● **CONSIGNE**
Pouvez-vous résumer en deux phrases l'extrait ci-dessous consacré au festival et à son pays à l'honneur ?

● **EXTRAIT DU TEXTE**

════

Cette douxième édition du festival propose un panorama cinématographique  pensé comme un voyage à travers les formes et les géographies, convoquant différents régimes d’images, différentes architectures de récits, et ouvrant la porte à une multitude d’imaginaires qui, j’espère, seront rassembleuses et porteuses d’émotions singulières.

 

Le pays à l’honneur est cette année le Liban, un pays traversé depuis 2019 par une série de crises tragiques, à la fois économique, politique, sociale et humanitaire. Devant l’état de crise, la caméra de cinéma est un outil puissant pour témoigner, dénoncer, replacer l’humanité au coeur des images, par le geste créateur et les récits recueillis. Les productions qui nous arrivent du Liban sont ces dernières années pléthoriques, et il était important d’honorer la diversité de ces engagements cinématographiques en donnant à voir quelques films et en permettant à quelques réalisateurs de rencontrer leurs publics. Trois formes d’écritures documentaires se répondent dans cette programmation : l’époustouflant Anxious in Beirut du cinéaste Zakaria Jaber, qui jette son spectateur dans le tourbillon hallucinant de quatre années de lutte et de désespoir tout en mettant au coeur de ce film très politique ce que l’humanité a de plus précieux : l’humour et l’amitié. Behind the Shields de Sirine Fattouh est à son tour une plongée passionnante au coeur de Beyrouth, filmé depuis sa voiture par un dispositif étonnant où le politique s’impose au spectateur dans le passage du temps et des événements. Le dernier film de Maï Masri quant à lui, Beyrouth, l’oeil du cyclone, fait le portrait croisé de quatre femmes dans la tourmente de cette période effarante.

 

La Mer et ses vagues de Liana et Renaud est quant à lui un voyage hors du temps dans un Liban onirique aux lueurs inquiétantes. Sélectionné à l’ACID à Cannes et présenté en avant-première dans le cadre du festival, cette fiction est une poésie visuelle qui permet de prendre du recul sur la ville et son drame, tout en proposant avec force et audace un autre regard sur le pays.

════

● **EXTRAITS DES DONNÉES**
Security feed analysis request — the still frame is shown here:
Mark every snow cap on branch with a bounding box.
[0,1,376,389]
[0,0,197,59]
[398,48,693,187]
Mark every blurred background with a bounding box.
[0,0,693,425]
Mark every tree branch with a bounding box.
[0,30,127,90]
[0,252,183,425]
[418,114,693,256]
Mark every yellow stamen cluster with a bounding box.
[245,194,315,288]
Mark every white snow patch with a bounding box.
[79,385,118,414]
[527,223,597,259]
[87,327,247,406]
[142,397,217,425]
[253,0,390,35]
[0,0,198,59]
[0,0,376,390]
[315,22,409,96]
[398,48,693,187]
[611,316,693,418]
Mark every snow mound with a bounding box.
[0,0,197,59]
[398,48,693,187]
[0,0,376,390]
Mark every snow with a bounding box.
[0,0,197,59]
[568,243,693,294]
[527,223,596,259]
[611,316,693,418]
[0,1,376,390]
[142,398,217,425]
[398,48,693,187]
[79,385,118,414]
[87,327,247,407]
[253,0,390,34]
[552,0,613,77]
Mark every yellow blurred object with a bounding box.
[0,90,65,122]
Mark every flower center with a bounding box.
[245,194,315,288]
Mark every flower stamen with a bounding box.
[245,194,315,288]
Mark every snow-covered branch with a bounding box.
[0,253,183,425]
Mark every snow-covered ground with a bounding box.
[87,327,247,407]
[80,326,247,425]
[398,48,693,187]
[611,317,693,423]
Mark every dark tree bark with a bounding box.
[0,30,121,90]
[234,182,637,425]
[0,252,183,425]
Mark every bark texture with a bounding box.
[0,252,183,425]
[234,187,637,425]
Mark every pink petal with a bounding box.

════

● **RÉPONSE COMPLÈTE**
Cette édition du festival propose un panorama cinématographique pensé comme un voyage à travers les formes et les géographies. Son pays à l'honneur, le Liban, traversé depuis 2019 par des crises économique, politique, sociale et humanitaire, y est représenté par trois documentaires, Anxious in Beirut de Zakaria Jaber, Behind the Shields de Sirine Fattouh et Beyrouth, l'oeil du cyclone de Maï Masri, ainsi que par la fiction La Mer et ses vagues de Liana et Renaud, sélectionnée à l'ACID à Cannes et présentée en avant-première.